> [Source document]
※

Picking up just after the end of the first film, we return to the journey of Ashley Laurence’s Kirsty. Her experiences with the Lament configuration and the denizens of a Hell dimension have driven her to incarceration at a psychiatric institution. Supervising her recovery is Dr. Channard (Kenneth Cranham), who has a secret familiarity with the Lament configuration and the Cenobites. Uncovering details about them from Kirsty’s sessions, he manages to pull Julia (a returning Clare Higgins) from Hell and goes about opening up a gateway to the Cenobites’ realm, endangering everyone, but offering Kirsty a chance to save her father, who is reaching out from the darkness for help.
Screenwriter Peter Atkins and director Tony Randel took over the reins from Clive Barker, who remained on as producer. Despite this, the sequel manages to both maintain and build on the mythology of the original. More graphic, upping the gore in more elaborate sequences, its bigger budget allows for a realization of Hell and its minions. The return of Laurence is welcome, setting off a rather predictable plot that takes a twist that feeds into a interesting delve into the mythology of the series. Higgins is also back as the deliciously duplicitous Julia. Perhaps the film’s most successful move is the addition of Cranham as the villainous Channard, whose own journey in the film again adds to the exploration of the Cenobites, reinforced by the elevation of Doug Bradley’s creation from “Lead Cenobite” in the original film, into something more befitting his iconic status, Pinhead. The origins of these demonic entities, the possibility of conflict within, and enduring temptation adds a lot more tragedy and shades of gray to the films, which is where Barker’s creation is at its most interesting.
Like Hellraiser, Hellbound comes courtesy of a 2K scan and restoration approved by director of photography Robin Vidgeon. This reviewer has never seen the film look better, with good detail, colors being natural and robust, and blacks/contrast being impressive. There are some inconsistencies in grain/noise level, notably in the flashbacks to the first film (slice in footage?), but nothing too egregious. Extra features again impress:
• Leviathan: The Story of Hellbound: Hellraiser II — brand new version of the definitive documentary on the making of Hellbound, featuring interviews with key cast and crew members: The second part of the massive documentary, picking up from the first segment included in the Hellraiser Blu-ray. General production details, special effects, makeup, and information on the efforts to tie the film to its progenitor and build on Barker’s mythos.

※

> [Records]
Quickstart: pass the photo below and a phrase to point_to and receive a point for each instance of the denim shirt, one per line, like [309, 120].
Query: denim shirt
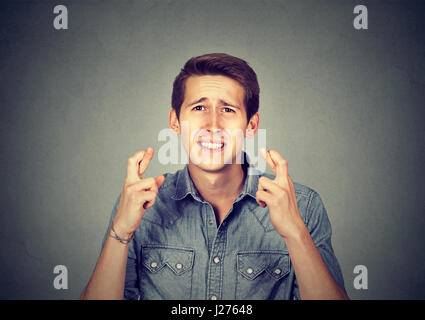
[178, 252]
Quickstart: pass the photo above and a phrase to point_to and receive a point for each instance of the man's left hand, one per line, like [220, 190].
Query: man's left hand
[279, 196]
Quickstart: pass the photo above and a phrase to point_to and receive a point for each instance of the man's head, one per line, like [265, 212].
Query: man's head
[216, 96]
[219, 64]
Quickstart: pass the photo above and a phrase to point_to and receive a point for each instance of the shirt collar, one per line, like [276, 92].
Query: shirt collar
[185, 185]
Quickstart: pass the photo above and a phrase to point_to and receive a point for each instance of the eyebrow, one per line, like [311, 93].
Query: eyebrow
[223, 102]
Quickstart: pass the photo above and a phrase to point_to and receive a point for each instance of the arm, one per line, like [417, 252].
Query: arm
[108, 279]
[312, 274]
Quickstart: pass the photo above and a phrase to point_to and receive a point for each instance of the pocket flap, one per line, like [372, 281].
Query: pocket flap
[179, 260]
[251, 264]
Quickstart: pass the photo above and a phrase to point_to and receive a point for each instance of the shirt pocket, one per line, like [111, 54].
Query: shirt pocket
[166, 272]
[261, 275]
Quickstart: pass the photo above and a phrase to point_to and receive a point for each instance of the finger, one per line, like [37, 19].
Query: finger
[281, 167]
[263, 198]
[148, 199]
[266, 184]
[144, 162]
[269, 161]
[133, 166]
[159, 180]
[147, 184]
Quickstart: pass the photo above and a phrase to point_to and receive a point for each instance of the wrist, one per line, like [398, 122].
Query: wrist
[297, 233]
[121, 231]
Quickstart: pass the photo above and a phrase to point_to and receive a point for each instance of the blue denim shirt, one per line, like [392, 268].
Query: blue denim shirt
[178, 252]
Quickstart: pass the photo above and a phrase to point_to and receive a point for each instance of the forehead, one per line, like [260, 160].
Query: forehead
[214, 87]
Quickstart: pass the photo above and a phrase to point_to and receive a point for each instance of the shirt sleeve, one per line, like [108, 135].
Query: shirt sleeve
[320, 230]
[131, 290]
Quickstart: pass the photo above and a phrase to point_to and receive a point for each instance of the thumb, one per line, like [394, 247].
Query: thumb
[159, 180]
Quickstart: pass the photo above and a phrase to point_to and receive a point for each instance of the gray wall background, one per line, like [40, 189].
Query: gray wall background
[344, 107]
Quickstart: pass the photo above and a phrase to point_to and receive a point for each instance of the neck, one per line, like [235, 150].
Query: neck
[223, 185]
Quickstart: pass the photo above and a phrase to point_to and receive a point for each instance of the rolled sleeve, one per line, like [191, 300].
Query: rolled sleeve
[131, 290]
[320, 230]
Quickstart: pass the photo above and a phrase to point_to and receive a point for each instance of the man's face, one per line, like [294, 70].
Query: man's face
[213, 121]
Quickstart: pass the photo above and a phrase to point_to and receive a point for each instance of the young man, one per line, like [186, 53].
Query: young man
[212, 231]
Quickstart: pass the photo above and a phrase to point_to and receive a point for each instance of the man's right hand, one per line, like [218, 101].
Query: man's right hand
[137, 195]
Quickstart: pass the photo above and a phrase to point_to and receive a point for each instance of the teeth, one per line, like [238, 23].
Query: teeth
[212, 145]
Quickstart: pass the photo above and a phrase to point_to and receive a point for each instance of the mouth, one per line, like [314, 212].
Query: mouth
[211, 146]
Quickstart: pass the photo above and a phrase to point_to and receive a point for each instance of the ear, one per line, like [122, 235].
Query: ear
[253, 124]
[174, 121]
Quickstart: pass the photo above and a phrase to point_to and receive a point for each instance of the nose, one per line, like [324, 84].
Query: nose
[213, 122]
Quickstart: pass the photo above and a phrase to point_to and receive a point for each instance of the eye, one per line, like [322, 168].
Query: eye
[228, 110]
[195, 108]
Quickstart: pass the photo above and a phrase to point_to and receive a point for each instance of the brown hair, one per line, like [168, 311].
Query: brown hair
[218, 64]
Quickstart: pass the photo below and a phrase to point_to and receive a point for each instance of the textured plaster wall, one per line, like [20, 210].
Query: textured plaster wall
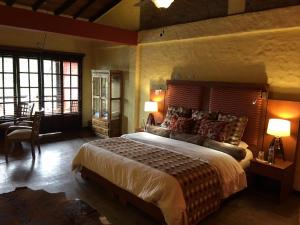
[254, 47]
[122, 58]
[30, 39]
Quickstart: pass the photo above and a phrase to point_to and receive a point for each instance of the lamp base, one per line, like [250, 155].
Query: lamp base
[150, 119]
[278, 147]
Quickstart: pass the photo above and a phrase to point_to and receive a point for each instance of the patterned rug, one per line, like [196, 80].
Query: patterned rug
[24, 206]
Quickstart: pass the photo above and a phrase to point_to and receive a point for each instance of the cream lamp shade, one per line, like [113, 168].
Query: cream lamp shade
[162, 3]
[279, 127]
[151, 107]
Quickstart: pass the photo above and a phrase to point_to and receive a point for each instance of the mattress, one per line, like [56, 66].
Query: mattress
[153, 185]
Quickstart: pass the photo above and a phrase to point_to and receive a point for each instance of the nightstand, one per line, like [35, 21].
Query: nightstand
[140, 129]
[281, 171]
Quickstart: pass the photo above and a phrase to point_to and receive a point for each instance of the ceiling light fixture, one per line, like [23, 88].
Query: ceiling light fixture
[162, 3]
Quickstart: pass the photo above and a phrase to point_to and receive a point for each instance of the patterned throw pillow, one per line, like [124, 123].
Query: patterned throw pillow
[235, 128]
[199, 114]
[190, 138]
[175, 111]
[183, 125]
[158, 131]
[212, 129]
[236, 152]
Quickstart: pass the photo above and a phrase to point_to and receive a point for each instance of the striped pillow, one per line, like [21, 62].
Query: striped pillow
[235, 128]
[175, 111]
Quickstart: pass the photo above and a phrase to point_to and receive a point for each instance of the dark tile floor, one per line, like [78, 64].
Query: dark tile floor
[52, 171]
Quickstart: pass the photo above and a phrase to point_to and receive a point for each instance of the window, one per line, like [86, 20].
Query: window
[7, 94]
[52, 86]
[29, 81]
[51, 81]
[70, 74]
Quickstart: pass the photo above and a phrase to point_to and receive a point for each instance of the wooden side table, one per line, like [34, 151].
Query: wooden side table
[139, 129]
[281, 171]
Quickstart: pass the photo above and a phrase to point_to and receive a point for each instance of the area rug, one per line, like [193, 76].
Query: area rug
[24, 206]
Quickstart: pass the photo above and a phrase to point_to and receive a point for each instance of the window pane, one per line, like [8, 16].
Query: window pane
[74, 94]
[66, 107]
[34, 80]
[8, 80]
[47, 81]
[24, 94]
[66, 66]
[74, 106]
[23, 64]
[1, 110]
[34, 94]
[74, 81]
[48, 94]
[24, 80]
[33, 65]
[47, 66]
[56, 81]
[48, 107]
[67, 81]
[74, 68]
[56, 107]
[8, 64]
[9, 109]
[55, 67]
[67, 94]
[9, 95]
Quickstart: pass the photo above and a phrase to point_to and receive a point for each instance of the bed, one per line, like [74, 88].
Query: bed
[174, 181]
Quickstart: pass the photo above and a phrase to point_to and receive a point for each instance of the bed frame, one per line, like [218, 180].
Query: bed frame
[234, 98]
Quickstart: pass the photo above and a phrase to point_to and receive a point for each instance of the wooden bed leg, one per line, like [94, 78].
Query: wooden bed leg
[123, 200]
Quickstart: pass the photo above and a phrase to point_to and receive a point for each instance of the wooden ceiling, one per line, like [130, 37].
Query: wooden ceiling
[89, 10]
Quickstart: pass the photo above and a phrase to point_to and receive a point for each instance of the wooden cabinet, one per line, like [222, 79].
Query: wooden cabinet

※

> [Things to do]
1. From the Hellbound review, print the part that opens with the words containing "Picking up just" and closes with "darkness for help.", copying it word for word.
2. In two sentences, sum up the Hellbound review.
3. According to the Hellbound review, who approved the 2K scan and restoration of the film?

> [Answers]
1.
Picking up just after the end of the first film, we return to the journey of Ashley Laurence’s Kirsty. Her experiences with the Lament configuration and the denizens of a Hell dimension have driven her to incarceration at a psychiatric institution. Supervising her recovery is Dr. Channard (Kenneth Cranham), who has a secret familiarity with the Lament configuration and the Cenobites. Uncovering details about them from Kirsty’s sessions, he manages to pull Julia (a returning Clare Higgins) from Hell and goes about opening up a gateway to the Cenobites’ realm, endangering everyone, but offering Kirsty a chance to save her father, who is reaching out from the darkness for help.

2. In the sequel, Kirsty is confined to a psychiatric institution, where Dr. Channard uses details from her sessions to pull Julia from Hell and open a gateway to the Cenobites' realm. The review praises the film for keeping and building on the original's mythology with more gore and with Cranham as the villainous Channard, and it says the 2K restoration looks better than ever despite some uneven grain.

3. Director of photography Robin Vidgeon approved it.